What you will do: Gather every line in the listing below that contains the word "blonde".
*** Supplied data
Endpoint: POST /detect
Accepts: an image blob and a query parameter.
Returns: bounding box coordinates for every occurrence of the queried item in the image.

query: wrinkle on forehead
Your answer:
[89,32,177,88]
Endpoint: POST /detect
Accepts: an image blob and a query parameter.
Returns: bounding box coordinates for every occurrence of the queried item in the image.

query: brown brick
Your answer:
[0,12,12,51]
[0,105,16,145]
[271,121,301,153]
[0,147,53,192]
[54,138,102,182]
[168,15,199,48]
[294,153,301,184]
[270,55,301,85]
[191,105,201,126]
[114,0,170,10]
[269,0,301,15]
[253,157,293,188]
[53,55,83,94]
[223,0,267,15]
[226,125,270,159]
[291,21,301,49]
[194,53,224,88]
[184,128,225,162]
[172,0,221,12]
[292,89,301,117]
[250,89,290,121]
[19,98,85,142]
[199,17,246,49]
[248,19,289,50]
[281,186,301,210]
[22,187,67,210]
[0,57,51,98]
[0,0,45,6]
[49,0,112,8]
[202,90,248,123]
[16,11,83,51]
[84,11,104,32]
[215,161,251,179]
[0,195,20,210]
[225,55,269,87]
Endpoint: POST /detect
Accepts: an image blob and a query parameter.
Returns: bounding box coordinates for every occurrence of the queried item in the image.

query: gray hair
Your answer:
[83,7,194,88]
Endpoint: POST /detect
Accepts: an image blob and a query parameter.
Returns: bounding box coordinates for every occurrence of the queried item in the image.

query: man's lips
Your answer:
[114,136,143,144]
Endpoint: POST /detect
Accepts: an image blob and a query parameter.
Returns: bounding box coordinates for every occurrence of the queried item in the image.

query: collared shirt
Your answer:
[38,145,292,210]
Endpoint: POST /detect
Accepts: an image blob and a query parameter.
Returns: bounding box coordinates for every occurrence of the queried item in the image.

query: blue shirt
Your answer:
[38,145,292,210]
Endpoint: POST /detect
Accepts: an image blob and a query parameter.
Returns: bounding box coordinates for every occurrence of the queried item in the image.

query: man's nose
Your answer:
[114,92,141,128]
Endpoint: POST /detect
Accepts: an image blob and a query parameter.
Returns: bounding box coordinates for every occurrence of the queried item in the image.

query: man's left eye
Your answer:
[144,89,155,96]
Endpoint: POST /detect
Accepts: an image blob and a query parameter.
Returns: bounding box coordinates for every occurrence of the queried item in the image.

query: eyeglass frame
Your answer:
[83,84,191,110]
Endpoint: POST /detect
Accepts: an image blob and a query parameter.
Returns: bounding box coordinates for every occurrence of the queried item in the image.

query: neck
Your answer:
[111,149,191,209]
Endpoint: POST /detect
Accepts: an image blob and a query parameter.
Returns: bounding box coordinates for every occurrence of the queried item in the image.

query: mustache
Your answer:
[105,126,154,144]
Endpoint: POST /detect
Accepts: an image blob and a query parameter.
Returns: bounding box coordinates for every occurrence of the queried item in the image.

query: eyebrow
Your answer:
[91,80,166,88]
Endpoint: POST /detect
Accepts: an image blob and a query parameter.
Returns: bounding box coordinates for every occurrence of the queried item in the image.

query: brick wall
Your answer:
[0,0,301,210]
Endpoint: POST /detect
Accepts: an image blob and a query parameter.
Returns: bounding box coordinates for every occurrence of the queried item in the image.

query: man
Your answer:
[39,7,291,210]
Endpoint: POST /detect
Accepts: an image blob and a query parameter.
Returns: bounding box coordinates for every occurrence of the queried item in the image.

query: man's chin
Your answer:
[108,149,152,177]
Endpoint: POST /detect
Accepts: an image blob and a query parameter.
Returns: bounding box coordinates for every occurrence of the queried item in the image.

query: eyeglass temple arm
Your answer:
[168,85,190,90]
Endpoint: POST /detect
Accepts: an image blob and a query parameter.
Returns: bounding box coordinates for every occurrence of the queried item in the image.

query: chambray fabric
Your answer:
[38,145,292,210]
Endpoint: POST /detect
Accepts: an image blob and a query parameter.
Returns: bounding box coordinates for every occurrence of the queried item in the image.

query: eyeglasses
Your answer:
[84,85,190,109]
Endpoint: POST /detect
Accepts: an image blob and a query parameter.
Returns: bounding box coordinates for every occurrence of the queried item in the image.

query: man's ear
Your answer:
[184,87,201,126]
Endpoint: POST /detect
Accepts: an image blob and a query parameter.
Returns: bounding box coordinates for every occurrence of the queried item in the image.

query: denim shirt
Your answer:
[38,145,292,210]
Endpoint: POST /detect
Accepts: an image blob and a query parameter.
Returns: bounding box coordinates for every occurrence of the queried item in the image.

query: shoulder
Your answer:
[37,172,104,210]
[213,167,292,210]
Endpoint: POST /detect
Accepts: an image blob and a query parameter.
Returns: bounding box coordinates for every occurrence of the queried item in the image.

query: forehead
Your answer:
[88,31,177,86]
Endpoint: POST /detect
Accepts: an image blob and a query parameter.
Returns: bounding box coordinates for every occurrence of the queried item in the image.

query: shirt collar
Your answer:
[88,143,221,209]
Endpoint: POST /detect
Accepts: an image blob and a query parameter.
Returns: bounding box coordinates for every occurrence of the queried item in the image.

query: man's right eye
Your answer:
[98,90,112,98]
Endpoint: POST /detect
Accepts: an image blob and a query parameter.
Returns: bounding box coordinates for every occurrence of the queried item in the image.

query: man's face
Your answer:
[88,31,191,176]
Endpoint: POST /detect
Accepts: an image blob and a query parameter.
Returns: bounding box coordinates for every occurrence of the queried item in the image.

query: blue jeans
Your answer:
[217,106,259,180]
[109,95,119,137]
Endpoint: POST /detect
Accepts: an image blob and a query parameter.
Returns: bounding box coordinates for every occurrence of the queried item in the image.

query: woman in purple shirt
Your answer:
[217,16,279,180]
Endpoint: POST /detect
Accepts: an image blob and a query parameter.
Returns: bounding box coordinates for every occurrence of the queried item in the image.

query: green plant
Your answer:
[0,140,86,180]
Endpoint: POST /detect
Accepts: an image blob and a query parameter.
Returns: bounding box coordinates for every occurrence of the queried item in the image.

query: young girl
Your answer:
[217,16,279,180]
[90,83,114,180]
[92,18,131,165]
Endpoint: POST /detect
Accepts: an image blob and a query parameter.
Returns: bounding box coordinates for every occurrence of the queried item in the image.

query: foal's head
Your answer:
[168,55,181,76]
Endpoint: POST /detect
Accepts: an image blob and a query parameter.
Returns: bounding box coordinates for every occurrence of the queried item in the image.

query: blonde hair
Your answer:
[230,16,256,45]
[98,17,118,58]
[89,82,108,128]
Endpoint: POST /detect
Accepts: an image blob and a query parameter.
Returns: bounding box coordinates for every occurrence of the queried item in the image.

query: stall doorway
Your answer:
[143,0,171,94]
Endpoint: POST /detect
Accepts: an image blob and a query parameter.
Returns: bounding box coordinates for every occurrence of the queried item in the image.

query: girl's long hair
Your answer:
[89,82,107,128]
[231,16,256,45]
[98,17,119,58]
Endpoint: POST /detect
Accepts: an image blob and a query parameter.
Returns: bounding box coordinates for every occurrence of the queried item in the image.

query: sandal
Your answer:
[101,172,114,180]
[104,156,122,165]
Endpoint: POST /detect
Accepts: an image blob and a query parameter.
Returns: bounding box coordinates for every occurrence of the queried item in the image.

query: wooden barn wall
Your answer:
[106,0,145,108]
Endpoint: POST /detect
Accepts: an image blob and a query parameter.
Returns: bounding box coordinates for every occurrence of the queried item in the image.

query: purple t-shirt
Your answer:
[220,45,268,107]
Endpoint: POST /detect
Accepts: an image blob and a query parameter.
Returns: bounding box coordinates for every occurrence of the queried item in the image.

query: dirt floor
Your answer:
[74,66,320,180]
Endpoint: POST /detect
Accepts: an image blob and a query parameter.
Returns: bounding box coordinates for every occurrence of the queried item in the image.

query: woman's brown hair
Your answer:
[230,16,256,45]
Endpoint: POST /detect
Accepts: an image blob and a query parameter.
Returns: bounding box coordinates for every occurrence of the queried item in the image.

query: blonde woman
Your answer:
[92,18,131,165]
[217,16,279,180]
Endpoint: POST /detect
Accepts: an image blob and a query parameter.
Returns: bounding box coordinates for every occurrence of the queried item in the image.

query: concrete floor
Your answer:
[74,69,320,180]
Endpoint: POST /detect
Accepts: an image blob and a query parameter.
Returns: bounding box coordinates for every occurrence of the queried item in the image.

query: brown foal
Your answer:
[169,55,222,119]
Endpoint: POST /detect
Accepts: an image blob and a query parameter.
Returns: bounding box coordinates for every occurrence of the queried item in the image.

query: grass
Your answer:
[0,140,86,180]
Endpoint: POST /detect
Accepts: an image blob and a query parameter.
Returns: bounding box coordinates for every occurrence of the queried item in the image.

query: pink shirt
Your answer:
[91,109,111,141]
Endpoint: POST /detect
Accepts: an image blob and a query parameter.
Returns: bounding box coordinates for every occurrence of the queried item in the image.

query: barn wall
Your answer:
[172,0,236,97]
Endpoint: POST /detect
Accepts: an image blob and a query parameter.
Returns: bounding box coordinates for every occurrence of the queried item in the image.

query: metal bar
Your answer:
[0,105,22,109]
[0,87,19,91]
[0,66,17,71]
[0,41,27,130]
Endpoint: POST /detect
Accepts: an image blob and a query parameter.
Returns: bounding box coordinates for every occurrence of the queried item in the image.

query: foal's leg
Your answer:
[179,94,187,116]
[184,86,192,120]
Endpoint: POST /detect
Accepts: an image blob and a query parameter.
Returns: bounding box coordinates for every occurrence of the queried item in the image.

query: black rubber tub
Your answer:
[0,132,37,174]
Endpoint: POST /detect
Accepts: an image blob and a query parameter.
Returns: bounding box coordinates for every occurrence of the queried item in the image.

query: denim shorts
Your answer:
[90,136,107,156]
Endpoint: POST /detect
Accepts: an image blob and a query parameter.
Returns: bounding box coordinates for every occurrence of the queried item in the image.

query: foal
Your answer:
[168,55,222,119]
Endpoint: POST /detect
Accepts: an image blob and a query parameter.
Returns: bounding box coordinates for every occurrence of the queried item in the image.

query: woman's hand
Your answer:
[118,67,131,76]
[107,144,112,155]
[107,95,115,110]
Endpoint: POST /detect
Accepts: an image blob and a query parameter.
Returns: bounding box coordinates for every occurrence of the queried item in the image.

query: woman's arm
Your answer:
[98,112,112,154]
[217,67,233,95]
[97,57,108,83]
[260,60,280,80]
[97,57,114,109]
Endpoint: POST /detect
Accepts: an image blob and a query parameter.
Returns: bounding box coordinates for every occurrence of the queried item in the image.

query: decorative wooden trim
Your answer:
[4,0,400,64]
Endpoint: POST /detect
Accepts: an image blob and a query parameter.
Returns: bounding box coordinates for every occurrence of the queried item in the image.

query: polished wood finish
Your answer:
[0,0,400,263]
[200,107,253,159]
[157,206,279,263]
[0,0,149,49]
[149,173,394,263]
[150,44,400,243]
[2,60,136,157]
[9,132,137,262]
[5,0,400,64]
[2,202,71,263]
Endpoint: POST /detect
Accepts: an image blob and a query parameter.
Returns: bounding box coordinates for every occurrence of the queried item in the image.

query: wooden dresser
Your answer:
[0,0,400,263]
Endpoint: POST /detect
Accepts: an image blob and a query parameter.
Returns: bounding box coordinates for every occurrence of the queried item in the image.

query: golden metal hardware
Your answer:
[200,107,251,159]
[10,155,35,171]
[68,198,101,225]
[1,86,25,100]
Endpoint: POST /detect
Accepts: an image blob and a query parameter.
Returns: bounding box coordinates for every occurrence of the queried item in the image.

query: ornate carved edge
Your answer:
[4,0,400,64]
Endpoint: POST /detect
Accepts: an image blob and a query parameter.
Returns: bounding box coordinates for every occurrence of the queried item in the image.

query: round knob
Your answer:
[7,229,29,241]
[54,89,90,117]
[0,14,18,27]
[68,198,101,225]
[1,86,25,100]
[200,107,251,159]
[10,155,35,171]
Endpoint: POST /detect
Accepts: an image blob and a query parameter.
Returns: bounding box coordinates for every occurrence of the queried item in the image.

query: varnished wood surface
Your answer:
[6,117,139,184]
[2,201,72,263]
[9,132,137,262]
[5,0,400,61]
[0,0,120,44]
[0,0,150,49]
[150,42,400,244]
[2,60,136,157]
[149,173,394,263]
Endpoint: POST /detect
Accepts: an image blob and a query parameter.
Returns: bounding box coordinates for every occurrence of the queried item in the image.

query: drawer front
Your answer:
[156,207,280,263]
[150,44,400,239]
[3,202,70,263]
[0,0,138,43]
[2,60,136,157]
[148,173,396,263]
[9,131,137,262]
******
Task result:
query: blonde hair
query: blonde woman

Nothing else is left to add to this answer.